● SOURCE DOCUMENT:
————————
I would email merkel that question.

But in all seriously it seems if nothing drastically changes within governement legislations on this matter, this is going to be an ongoing problem for my lifetime at least.


----------



## elcato (23 Nov 2011)

> People may say sure years ago they had to fit 10 kids in a room. That  may be but were both parents out working to pay the mortgage ? - I doubt  it.


What's the relevance of whether both parents were working ? (honest question btw). I think ten kids to a room is over pushing it but I really don't see why families of three or four can't live in a three bedroom house either.


----------



## truthseeker (23 Nov 2011)

elcato said:


> What's the relevance of whether both parents were working ? (honest question btw). I think ten kids to a room is over pushing it but I really don't see why families of three or four can't live in a three bedroom house either.


 
Cost of childcare maybe? 

I empathise totally on the NE issue. Im married a couple of years and stuck in a tiny 2 bed apartment thats worth half what I paid for it. I couldnt afford anything more at the time and rent was more expensive than my mortgage repayments. Its ok for now, we dont want to have children which is lucky i suppose because if we did we simply couldnt stay here but we have no hope of selling so my dreams of a garden to sit in are on hold for now, and maybe Ill never be able to have the home I would have dreamed of - not an outcome I ever expected considering we are both well educated professionals who were taking home a 6 figure sum between us a few years ago and are both on the dole now. Life sure seems to have turned into Monopoly. Im at 'Do not pass go' at the moment.


----------



## Pyrite-home (23 Nov 2011)

The relevance is quality of life.


----------



## Pyrite-home (23 Nov 2011)
————————
● DATASET EXCERPT:
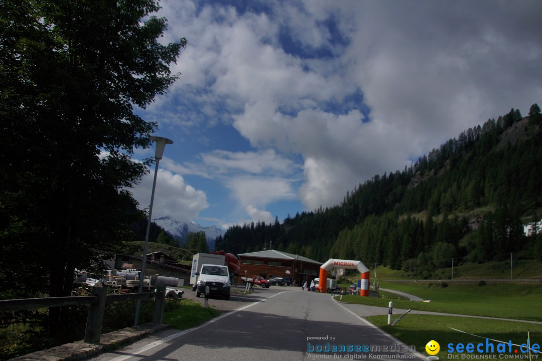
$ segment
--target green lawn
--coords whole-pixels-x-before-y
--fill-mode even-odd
————————
● EXERCISE REQUIREMENTS:
1. In the forum thread about family housing, why did truthseeker end up buying the tiny two-bed apartment? Answer in one to three sentences.
2. Extend the forum thread about family housing from where it stops.
The lines aren't needed for any of this.

● ANSWERS TO THE EXERCISES:
1. Truthseeker couldn't afford anything bigger at the time. Renting would also have cost more than the mortgage repayments.

2.
I should add to the above that it kills me as a mother to work full time and sacrifice all that time with my young kids. I do it because I have to.


----------



## Bobbyg (23 Nov 2011)

We are not in the same boat but can sympathize, we bought in 2007 through affordable housing so thought we would be safe from falling house prices, now apartment is probably 100k in negative equity. Our situations changed drastically in the space of a 2 years through job promotions and wanted to move to a house but could not sell the apartment.

   We  decided to rent it out (with councils permission) and moved back with parents to save for a deposit. In the last 18 months at home we have saved 30K and we were hoping to approach the banks next year to see if we could get a second mortgage but now we are having second thoughts as the apartment will probably be a big drain on our finances. 

  We currently have to subsidize the rent we receive by €150 a month to cover the mortgage, still have to pay management fees of €1,400 and will have a tax bill of approx €1k this year but this will increase in the coming years when the government no longer allow mortgage interest to be written off against rent.

  Not sure what the solution is but I would love to see some proposals put forward for individuals/couples and families that have the means to move up but can’t sell negative equity properties.


----------



## Purple (23 Nov 2011)

Pyrite-home said:


> I should add to the above that it kills me as a mother to work full time and sacrifice all that time with my young kids. I do it because I have to.



It kills me as a father to work full time and sacrifice all that time with my young kids. I do it because I have to as well.
I'd also loke to take up golf and other pass times (I've never played golf but it looks like fun) but nobody's willing to give me a free ride. Who'd a thunk it?


Back on topic and to answer the OP's question; No.


----------



## Jim2007 (23 Nov 2011)

cashier said:


> Thousands of parents are rearing 2 + kids in 2 bedroom houses.  We need to put things in perspective here.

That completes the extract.